::: Given entries

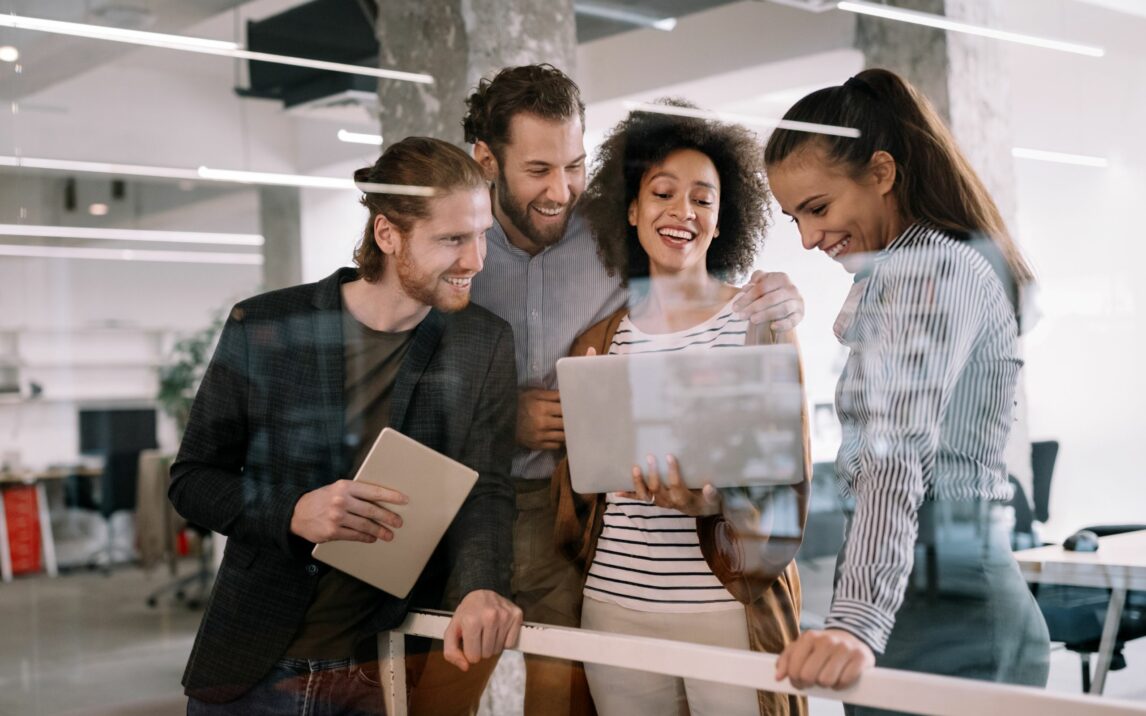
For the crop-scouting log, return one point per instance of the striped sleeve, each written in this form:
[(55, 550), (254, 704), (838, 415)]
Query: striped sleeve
[(915, 331)]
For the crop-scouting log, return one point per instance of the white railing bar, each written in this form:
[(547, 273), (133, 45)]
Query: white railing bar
[(904, 691)]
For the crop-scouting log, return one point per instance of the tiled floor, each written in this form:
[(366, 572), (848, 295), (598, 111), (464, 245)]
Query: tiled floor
[(87, 644)]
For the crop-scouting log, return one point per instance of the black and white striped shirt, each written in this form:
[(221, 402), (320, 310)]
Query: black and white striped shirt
[(649, 558), (925, 403)]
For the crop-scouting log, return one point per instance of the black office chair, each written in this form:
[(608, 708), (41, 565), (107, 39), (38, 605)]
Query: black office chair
[(1075, 614)]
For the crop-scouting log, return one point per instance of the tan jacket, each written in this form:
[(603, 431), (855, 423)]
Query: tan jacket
[(770, 590)]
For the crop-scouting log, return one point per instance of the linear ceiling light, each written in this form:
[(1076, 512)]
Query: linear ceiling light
[(97, 167), (358, 138), (1059, 157), (274, 179), (131, 254), (136, 235), (198, 45), (620, 15), (210, 174), (954, 25), (748, 119), (170, 172)]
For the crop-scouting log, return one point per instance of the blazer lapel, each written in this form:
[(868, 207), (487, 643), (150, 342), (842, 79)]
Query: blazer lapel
[(328, 344), (425, 341)]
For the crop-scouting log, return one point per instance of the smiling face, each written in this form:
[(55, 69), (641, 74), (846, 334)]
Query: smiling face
[(847, 217), (675, 212), (540, 175), (434, 262)]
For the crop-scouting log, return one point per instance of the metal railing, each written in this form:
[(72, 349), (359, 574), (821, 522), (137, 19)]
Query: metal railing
[(904, 691)]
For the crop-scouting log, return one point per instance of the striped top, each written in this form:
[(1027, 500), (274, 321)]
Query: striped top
[(549, 299), (925, 402), (649, 558)]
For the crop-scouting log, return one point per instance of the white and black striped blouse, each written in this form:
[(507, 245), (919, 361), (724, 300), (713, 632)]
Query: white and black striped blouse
[(925, 403), (649, 558)]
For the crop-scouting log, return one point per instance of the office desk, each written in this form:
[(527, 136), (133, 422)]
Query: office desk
[(1119, 565), (37, 478)]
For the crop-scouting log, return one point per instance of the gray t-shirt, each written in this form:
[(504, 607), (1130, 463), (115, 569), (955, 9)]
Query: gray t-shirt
[(343, 605)]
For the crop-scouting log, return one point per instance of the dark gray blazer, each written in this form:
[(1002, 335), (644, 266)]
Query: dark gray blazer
[(267, 426)]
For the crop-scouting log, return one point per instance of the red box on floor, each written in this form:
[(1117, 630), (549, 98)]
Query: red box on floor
[(23, 517)]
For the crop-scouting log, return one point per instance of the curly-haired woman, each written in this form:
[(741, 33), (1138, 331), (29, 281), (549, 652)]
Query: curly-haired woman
[(679, 203)]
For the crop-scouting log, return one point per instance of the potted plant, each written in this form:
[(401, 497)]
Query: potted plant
[(180, 375)]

::::::

Please copy all of the items above word for word, leaving out the pictures.

For the crop-scouting log, return one point per instance of the striped sleeve, each written in this form:
[(55, 550), (254, 704), (838, 415)]
Query: striped sleeve
[(915, 331)]
For the crop-scouting log, return one point per instance of the white railing bar, each written in this form:
[(547, 273), (133, 45)]
Query: white railing bar
[(904, 691)]
For the crop-scouting log, return one point per instance of the tiled floor, each written in this form:
[(366, 572), (848, 295), (598, 111), (464, 245)]
Query: tiled floor
[(87, 644)]
For the crop-scouting log, return one point per instance of the black and white striped shirt, each written in this form:
[(221, 402), (320, 310)]
Query: black and white striped shirt
[(649, 558), (925, 403)]
For the crop-scouting log, return one point per instance of the black office chair, each written in this form:
[(608, 708), (41, 565), (107, 39), (38, 605)]
Query: black office chair
[(1075, 614)]
For the crop-scouting log, return one point per instance of the tan jacket, each written in this form:
[(603, 431), (855, 423)]
Query: tan jacket
[(770, 590)]
For the crop-scouting log, return one point per instance of the linear ceiling light, each written in this form:
[(1076, 512)]
Query: linear ceiling light
[(97, 167), (358, 138), (1059, 157), (274, 179), (131, 254), (136, 235), (198, 45), (620, 15), (210, 174), (954, 25), (748, 119), (170, 172)]
For the crop-scouting log, return one point per instance of the blazer lapel, each written in this form:
[(868, 207), (487, 643), (150, 342), (842, 79)]
Query: blazer lapel
[(328, 344), (425, 341)]
For the crop-scouting log, return one point per instance of the smiling face, each written in this form:
[(55, 69), (641, 74), (846, 334)]
Query: smiling face
[(847, 217), (675, 212), (540, 175), (434, 262)]
For the crop-scouting log, return one point per instance of the metal railing, each written in this form:
[(72, 349), (359, 574), (821, 522), (137, 19)]
Query: metal railing
[(904, 691)]
For the crop-scouting log, return one point per instance of the striped top, each written in this form:
[(1027, 500), (274, 321)]
Query: striped top
[(549, 299), (925, 402), (649, 558)]
For the crop-scouting log, return one point per instance of the white and black striped blouse, each written in this form:
[(507, 245), (919, 361), (724, 300), (713, 632)]
Query: white and black striped blouse
[(925, 403), (649, 558)]
For the crop-scouting log, return one point per instance of the office desk, each written in this form:
[(527, 136), (133, 422)]
Query: office desk
[(1119, 565), (37, 478)]
For the crop-scouting log, return one point per instance of the gray t-shirt, each written in this form:
[(504, 607), (1130, 463), (115, 569), (955, 9)]
Query: gray t-shirt
[(343, 605)]
For the crop-scouting log, return one point per instance of the dark gray blazer, each written in this form:
[(1002, 335), (644, 266)]
Query: dark gray blazer
[(267, 426)]
For the crop-scouting log, return one point per instance of the red box on floor, each written in this form:
[(1117, 630), (549, 98)]
Query: red box on floor
[(23, 517)]
For the crop-scouting log, return one point per instance of the curly-haired woman, each written in this form:
[(741, 33), (1138, 331), (29, 281), (549, 652)]
Query: curly-haired woman
[(679, 203)]
For the crop-scouting log, return one point per instance of the potted plant, each written in this form:
[(401, 497)]
Query: potted plant
[(180, 375)]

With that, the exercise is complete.